[begin Extracted records]

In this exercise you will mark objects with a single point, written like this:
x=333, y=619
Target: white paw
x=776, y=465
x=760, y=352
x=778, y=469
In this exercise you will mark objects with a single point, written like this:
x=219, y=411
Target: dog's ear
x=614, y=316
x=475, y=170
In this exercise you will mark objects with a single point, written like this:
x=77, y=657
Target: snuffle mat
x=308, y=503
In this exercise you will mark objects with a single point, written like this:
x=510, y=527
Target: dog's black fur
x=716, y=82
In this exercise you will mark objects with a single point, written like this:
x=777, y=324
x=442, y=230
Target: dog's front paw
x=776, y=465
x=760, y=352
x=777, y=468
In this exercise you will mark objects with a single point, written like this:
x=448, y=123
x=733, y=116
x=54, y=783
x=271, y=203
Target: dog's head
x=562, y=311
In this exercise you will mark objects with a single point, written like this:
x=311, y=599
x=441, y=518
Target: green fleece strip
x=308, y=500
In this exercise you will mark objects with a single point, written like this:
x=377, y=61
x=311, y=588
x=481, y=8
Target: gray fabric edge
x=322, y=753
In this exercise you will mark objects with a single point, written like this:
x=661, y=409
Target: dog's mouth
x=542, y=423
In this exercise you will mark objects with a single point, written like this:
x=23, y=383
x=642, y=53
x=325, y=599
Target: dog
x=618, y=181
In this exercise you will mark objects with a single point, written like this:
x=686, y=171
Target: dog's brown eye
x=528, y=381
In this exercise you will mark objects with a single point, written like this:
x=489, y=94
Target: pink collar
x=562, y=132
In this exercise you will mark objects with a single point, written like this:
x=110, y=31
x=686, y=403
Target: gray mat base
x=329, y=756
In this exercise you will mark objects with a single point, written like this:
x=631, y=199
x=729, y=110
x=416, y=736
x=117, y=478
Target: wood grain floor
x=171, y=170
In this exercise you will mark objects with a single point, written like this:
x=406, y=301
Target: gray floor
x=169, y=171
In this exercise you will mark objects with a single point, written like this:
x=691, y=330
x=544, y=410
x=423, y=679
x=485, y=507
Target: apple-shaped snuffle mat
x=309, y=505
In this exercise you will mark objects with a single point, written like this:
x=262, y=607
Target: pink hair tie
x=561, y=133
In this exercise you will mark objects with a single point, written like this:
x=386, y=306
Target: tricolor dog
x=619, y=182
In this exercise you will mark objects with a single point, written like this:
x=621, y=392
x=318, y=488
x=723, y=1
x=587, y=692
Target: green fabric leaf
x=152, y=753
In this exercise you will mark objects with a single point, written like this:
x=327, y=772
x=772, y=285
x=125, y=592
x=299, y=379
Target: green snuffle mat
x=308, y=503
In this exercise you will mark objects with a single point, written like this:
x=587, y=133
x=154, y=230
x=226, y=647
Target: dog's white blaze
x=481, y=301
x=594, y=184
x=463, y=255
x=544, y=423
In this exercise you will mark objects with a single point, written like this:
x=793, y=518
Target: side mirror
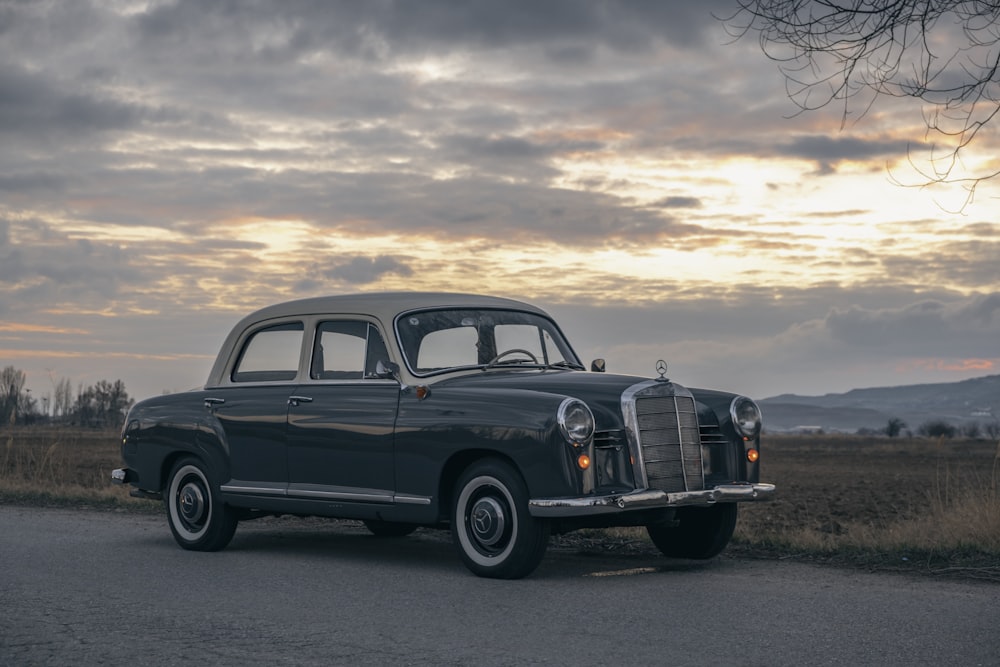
x=390, y=371
x=387, y=370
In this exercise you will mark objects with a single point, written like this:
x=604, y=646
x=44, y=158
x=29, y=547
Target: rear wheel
x=702, y=533
x=198, y=519
x=389, y=528
x=491, y=527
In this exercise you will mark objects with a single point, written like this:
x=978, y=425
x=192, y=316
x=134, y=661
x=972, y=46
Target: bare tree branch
x=944, y=53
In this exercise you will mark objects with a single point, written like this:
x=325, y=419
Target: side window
x=271, y=355
x=347, y=350
x=445, y=348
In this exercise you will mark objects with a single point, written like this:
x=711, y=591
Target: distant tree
x=937, y=428
x=62, y=403
x=894, y=427
x=942, y=53
x=973, y=431
x=102, y=404
x=16, y=403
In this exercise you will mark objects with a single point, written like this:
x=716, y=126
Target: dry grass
x=61, y=466
x=881, y=503
x=913, y=504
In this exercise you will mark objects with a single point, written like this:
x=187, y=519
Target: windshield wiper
x=567, y=364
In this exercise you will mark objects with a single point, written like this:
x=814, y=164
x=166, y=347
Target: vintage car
x=453, y=411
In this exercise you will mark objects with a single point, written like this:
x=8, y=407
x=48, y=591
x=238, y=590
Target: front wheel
x=491, y=527
x=198, y=519
x=702, y=532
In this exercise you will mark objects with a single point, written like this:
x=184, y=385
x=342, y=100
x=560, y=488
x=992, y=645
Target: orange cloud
x=949, y=365
x=20, y=327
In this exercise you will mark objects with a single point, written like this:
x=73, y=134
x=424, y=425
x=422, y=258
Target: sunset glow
x=639, y=174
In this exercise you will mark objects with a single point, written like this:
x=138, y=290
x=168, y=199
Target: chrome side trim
x=412, y=500
x=339, y=493
x=648, y=499
x=251, y=489
x=324, y=492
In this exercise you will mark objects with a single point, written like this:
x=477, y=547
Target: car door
x=340, y=422
x=252, y=408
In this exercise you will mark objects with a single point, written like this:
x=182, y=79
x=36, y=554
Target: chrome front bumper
x=647, y=499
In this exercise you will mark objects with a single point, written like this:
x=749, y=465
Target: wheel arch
x=457, y=464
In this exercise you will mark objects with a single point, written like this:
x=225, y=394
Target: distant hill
x=959, y=403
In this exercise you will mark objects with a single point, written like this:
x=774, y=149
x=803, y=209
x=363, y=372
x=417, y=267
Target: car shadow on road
x=432, y=550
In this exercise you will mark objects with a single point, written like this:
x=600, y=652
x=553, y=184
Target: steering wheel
x=495, y=360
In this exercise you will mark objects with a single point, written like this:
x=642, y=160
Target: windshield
x=436, y=341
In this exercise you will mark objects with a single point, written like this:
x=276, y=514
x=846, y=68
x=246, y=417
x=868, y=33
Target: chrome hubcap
x=191, y=503
x=488, y=521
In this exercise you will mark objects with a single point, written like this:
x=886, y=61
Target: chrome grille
x=670, y=442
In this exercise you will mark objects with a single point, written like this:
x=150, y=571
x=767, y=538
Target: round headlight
x=746, y=416
x=576, y=421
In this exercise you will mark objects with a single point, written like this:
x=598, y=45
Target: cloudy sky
x=166, y=167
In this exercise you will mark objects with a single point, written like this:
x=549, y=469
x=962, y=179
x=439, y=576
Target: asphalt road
x=84, y=587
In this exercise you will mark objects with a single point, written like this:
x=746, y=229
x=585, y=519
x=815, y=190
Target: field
x=918, y=505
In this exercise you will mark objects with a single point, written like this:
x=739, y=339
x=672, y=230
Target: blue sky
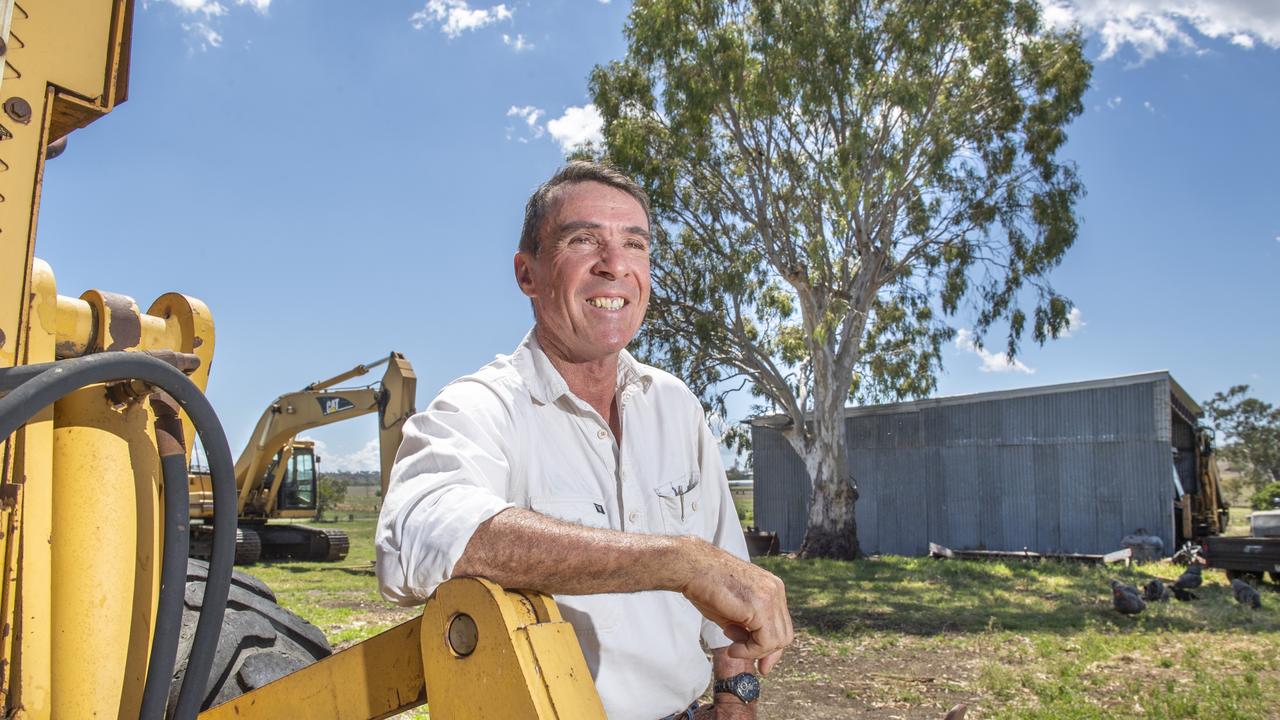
x=337, y=183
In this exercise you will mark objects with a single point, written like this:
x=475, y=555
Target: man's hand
x=748, y=602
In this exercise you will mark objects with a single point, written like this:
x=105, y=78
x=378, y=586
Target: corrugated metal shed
x=1069, y=468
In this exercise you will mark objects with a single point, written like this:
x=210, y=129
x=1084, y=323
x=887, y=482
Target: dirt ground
x=821, y=680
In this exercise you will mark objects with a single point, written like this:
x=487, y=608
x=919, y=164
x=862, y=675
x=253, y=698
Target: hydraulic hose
x=59, y=379
x=177, y=545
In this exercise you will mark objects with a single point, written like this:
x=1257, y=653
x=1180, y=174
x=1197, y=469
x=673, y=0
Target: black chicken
x=1192, y=578
x=1246, y=595
x=1125, y=598
x=1155, y=591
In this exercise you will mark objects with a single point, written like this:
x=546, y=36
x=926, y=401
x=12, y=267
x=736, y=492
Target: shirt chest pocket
x=580, y=510
x=679, y=497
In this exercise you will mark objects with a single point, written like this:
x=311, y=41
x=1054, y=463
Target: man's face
x=589, y=281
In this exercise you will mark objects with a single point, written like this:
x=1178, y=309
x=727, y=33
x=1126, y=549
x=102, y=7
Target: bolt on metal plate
x=464, y=634
x=18, y=109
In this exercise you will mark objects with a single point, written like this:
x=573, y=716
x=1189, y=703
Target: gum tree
x=833, y=182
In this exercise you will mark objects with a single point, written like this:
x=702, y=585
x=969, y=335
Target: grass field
x=905, y=638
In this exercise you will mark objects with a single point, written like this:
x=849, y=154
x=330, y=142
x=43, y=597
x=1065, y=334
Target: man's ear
x=524, y=263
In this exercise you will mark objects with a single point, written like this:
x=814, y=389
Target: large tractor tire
x=260, y=641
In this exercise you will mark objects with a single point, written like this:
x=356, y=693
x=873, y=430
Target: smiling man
x=570, y=468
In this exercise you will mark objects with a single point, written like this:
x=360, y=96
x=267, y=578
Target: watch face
x=746, y=687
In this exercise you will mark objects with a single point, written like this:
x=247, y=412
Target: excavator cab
x=298, y=491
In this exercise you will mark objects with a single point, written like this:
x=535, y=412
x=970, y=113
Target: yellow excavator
x=277, y=474
x=103, y=613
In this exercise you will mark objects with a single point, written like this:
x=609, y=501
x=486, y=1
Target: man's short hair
x=542, y=203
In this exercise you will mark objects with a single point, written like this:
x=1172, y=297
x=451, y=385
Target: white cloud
x=991, y=361
x=576, y=127
x=519, y=44
x=208, y=8
x=368, y=458
x=530, y=115
x=456, y=17
x=204, y=32
x=205, y=35
x=1074, y=323
x=1152, y=27
x=1243, y=40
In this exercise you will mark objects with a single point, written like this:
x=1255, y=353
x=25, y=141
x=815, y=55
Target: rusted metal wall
x=1059, y=469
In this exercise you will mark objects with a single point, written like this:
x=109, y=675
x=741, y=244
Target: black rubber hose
x=177, y=546
x=68, y=376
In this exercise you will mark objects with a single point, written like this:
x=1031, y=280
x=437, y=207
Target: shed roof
x=1180, y=396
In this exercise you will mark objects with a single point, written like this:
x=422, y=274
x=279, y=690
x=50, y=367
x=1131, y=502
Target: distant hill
x=357, y=478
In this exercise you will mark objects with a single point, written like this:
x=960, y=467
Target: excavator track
x=302, y=542
x=333, y=546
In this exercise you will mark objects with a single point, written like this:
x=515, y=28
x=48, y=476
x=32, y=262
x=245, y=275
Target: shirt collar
x=545, y=383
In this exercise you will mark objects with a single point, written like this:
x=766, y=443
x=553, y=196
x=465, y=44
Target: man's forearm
x=521, y=548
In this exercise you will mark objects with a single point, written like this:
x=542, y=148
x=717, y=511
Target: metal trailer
x=1057, y=469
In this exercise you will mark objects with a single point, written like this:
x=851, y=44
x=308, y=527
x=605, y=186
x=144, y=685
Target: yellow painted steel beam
x=28, y=683
x=105, y=550
x=65, y=64
x=489, y=652
x=479, y=651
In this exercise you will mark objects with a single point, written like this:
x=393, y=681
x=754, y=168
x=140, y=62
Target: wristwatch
x=744, y=686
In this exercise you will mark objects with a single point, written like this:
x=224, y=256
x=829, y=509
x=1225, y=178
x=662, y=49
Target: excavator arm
x=316, y=405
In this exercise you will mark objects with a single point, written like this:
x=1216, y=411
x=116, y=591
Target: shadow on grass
x=928, y=597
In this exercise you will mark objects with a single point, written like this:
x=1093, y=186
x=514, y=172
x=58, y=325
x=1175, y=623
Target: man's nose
x=612, y=261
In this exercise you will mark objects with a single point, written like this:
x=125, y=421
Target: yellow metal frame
x=521, y=661
x=81, y=487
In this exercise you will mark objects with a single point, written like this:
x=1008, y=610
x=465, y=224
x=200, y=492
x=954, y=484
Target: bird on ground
x=1155, y=591
x=1244, y=593
x=1191, y=578
x=1125, y=598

[end Extracted records]

◆ Given problem ◆
Rewrite the stretch from the start of the lines through the line containing "x=322, y=753", shifting each answer point by adding 44 to both its x and y coordinates. Leave all other text and numbers unchanged.

◆ Exercise result ◆
In this exercise you will mark objects with a single point, written like this:
x=333, y=619
Target: white paw
x=820, y=509
x=804, y=396
x=822, y=513
In this exercise you will mark objects with a single point, written like this:
x=219, y=411
Target: dog's ear
x=658, y=360
x=519, y=214
In this exercise you will mark objects with a single point, written like this:
x=77, y=657
Target: snuffle mat
x=352, y=547
In this exercise you will mark objects with a single point, written like this:
x=510, y=527
Target: dog's black fur
x=760, y=126
In this exercise you will mark objects with a single point, written like this:
x=777, y=324
x=442, y=230
Target: dog's front paw
x=820, y=509
x=804, y=396
x=821, y=512
In this exercise you will mark objects with a single point, written like this:
x=448, y=123
x=733, y=116
x=54, y=783
x=271, y=203
Target: dog's head
x=606, y=355
In this exercise you will mark objects with a single point, written like this:
x=311, y=599
x=441, y=518
Target: green fleece strip
x=352, y=544
In this exercise you will mark objects with a single point, written like this:
x=377, y=61
x=311, y=588
x=481, y=8
Target: gray fabric edge
x=366, y=797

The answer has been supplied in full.